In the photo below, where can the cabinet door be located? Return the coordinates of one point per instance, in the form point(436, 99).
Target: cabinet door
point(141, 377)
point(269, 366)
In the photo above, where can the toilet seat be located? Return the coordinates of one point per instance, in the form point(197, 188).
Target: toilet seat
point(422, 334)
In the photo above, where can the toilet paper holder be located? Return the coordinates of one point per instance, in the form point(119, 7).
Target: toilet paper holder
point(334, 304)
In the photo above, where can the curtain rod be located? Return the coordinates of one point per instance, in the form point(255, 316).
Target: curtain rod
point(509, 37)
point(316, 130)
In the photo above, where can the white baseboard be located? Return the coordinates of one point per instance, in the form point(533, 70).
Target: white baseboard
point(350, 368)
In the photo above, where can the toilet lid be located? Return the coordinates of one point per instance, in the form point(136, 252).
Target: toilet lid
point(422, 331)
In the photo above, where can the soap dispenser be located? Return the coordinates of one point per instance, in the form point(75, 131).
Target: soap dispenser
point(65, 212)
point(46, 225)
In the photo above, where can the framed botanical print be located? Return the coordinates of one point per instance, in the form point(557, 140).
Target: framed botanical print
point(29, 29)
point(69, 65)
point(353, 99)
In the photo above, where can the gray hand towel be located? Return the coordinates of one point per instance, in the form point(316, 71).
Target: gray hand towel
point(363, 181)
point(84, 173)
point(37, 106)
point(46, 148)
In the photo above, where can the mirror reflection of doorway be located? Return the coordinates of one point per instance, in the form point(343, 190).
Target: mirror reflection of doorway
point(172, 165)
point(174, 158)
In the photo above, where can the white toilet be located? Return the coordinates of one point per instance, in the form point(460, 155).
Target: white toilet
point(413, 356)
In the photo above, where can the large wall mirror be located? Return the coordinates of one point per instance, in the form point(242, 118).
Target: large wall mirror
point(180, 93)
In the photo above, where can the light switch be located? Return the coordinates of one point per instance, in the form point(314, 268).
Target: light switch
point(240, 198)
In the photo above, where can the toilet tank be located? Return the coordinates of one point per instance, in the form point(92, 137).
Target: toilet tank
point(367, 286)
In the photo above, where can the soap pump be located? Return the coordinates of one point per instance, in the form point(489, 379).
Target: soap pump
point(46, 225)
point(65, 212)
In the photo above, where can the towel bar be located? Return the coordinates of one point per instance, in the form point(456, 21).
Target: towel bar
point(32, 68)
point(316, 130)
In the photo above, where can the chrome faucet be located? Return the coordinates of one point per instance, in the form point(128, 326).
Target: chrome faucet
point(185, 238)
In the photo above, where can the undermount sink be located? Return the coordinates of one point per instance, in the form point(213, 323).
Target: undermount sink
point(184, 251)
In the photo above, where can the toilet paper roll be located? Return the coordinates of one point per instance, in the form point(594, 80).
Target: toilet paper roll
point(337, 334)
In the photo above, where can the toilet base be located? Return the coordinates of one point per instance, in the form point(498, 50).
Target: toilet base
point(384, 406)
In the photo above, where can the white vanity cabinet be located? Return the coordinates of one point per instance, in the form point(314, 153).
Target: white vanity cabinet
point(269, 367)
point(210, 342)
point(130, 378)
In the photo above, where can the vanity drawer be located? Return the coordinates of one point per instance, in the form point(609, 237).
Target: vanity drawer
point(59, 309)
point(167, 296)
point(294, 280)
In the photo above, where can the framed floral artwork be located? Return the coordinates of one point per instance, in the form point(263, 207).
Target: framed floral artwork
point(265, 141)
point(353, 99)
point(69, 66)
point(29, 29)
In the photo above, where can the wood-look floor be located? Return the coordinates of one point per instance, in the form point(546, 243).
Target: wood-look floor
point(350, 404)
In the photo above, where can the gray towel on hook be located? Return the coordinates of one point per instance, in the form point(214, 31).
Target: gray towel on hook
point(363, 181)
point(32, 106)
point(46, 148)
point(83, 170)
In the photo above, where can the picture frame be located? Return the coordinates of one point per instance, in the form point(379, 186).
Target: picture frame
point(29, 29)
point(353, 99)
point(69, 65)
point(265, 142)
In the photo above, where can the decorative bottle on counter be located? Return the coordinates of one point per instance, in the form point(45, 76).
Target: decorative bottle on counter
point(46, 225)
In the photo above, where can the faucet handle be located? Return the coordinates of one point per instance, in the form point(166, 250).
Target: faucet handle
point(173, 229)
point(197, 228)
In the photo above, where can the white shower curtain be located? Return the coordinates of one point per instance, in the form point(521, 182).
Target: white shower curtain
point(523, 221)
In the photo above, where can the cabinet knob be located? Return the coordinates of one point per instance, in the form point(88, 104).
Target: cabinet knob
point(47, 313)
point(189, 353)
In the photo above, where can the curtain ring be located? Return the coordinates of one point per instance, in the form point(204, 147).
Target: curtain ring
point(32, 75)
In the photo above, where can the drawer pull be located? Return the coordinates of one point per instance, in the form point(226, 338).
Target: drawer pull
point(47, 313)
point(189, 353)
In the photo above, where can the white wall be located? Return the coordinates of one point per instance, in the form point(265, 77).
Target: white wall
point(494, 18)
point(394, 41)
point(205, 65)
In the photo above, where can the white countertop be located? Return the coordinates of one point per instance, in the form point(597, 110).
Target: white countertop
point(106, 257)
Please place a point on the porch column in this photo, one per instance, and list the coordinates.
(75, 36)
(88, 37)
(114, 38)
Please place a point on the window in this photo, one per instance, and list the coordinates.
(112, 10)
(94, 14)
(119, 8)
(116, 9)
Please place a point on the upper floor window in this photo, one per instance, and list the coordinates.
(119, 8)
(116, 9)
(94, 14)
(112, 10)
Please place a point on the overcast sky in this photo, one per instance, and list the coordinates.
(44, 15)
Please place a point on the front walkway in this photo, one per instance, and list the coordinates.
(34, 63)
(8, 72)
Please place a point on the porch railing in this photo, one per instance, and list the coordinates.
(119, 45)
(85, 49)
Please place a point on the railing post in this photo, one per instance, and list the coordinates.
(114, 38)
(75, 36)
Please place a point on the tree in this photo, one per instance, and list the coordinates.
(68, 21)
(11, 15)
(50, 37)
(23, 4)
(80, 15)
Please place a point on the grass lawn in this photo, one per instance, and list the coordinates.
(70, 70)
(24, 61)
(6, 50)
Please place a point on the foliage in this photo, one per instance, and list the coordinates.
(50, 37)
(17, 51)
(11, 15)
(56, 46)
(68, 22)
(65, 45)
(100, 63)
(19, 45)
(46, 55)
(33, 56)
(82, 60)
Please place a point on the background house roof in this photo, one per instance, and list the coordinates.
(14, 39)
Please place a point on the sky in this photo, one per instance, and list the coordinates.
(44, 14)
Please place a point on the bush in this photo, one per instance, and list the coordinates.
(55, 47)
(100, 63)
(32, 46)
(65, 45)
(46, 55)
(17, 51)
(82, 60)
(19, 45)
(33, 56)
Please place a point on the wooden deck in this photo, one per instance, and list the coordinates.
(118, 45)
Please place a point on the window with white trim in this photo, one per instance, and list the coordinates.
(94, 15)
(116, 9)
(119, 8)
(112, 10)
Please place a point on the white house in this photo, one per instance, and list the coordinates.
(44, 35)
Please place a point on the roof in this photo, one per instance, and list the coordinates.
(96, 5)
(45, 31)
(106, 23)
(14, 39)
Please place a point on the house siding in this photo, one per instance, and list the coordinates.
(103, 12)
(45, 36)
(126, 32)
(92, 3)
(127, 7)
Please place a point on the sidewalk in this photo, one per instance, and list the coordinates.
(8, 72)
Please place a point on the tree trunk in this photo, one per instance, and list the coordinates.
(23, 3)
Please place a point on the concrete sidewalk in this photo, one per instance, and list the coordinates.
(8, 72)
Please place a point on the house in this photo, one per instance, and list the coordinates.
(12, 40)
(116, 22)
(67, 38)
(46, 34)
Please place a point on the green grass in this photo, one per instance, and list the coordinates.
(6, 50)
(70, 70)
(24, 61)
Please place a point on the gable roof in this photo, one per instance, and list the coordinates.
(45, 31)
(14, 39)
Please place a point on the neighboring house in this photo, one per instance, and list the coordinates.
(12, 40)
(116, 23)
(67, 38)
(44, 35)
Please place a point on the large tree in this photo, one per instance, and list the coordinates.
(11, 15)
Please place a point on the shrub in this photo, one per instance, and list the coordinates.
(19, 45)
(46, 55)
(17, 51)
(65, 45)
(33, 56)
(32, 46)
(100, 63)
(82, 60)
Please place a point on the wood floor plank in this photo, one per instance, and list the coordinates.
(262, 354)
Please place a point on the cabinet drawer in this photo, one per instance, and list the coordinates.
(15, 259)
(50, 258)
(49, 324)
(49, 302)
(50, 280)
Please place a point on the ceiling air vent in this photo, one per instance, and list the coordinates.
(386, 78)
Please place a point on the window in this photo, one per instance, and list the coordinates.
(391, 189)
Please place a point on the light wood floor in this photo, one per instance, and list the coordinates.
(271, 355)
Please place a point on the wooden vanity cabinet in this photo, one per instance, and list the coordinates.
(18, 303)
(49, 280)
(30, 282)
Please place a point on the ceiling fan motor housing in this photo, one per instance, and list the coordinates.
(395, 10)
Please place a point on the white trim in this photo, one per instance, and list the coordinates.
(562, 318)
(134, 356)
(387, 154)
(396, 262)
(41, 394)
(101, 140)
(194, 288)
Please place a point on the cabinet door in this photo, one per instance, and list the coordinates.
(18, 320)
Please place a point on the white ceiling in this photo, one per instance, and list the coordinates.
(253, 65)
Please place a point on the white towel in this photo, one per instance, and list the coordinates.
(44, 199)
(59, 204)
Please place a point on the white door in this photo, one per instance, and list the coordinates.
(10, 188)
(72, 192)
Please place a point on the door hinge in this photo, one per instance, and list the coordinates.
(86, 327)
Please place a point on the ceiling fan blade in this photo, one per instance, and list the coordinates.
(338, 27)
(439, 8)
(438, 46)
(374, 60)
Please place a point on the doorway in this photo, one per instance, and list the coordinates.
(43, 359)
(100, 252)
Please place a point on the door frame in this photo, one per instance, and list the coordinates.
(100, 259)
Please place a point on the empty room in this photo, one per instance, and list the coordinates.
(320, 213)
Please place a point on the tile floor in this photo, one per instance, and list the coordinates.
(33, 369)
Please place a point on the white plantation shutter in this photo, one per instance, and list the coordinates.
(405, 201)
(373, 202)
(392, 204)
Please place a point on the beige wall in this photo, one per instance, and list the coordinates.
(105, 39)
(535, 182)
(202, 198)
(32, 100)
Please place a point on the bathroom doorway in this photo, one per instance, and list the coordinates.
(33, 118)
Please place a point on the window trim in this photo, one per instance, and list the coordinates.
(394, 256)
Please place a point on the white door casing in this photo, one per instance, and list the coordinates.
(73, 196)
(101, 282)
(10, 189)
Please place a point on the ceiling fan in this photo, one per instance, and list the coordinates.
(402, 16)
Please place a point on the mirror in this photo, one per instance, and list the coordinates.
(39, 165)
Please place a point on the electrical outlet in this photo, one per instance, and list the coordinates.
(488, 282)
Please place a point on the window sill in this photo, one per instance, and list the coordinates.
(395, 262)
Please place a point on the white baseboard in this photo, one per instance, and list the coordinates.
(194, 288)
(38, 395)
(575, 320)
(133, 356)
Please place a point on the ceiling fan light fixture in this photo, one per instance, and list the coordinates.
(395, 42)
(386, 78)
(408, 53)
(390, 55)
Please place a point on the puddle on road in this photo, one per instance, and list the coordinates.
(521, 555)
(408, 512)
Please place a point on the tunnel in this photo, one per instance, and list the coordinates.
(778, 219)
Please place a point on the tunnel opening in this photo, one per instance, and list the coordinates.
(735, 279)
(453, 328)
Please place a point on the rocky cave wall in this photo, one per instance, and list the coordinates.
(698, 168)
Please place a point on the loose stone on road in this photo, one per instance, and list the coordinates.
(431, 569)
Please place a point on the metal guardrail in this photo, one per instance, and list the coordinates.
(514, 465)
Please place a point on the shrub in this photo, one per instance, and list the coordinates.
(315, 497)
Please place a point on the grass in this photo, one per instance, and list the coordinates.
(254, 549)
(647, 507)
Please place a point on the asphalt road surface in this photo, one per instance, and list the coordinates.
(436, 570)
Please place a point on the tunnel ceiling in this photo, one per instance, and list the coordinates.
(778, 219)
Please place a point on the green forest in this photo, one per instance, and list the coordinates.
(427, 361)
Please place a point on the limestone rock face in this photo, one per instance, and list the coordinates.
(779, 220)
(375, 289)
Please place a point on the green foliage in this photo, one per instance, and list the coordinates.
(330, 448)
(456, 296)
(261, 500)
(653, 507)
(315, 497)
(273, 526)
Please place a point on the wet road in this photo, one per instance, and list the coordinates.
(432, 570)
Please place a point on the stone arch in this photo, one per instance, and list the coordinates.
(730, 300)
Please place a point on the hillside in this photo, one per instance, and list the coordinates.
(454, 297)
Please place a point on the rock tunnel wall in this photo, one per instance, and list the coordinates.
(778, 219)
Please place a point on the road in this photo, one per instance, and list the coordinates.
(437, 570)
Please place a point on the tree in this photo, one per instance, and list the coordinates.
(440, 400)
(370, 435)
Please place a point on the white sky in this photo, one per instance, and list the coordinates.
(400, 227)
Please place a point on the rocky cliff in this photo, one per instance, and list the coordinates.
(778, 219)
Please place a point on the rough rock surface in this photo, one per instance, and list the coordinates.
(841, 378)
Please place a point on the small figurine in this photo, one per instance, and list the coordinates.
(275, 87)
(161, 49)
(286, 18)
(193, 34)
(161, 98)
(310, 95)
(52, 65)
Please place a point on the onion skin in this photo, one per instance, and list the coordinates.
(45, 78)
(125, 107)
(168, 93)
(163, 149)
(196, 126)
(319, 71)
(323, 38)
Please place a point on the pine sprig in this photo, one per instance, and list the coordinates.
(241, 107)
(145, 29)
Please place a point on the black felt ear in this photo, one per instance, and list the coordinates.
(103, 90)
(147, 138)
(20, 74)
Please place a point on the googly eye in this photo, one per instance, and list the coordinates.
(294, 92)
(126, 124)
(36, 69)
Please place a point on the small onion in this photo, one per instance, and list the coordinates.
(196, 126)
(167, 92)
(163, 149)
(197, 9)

————

◆ PROBLEM DESCRIPTION
Retype the data exactly, starting at the first line and stopping after the line that contains "point(422, 334)".

◆ ANSWER TO THE PROBLEM
In the photo below, where can the cabinet door be located? Return the coordinates of one point per instance, in the form point(436, 99).
Target: cabinet door
point(141, 377)
point(269, 366)
In the photo above, where can the toilet seat be located? Return the coordinates of one point per instance, in the form point(197, 188).
Target: toilet seat
point(422, 334)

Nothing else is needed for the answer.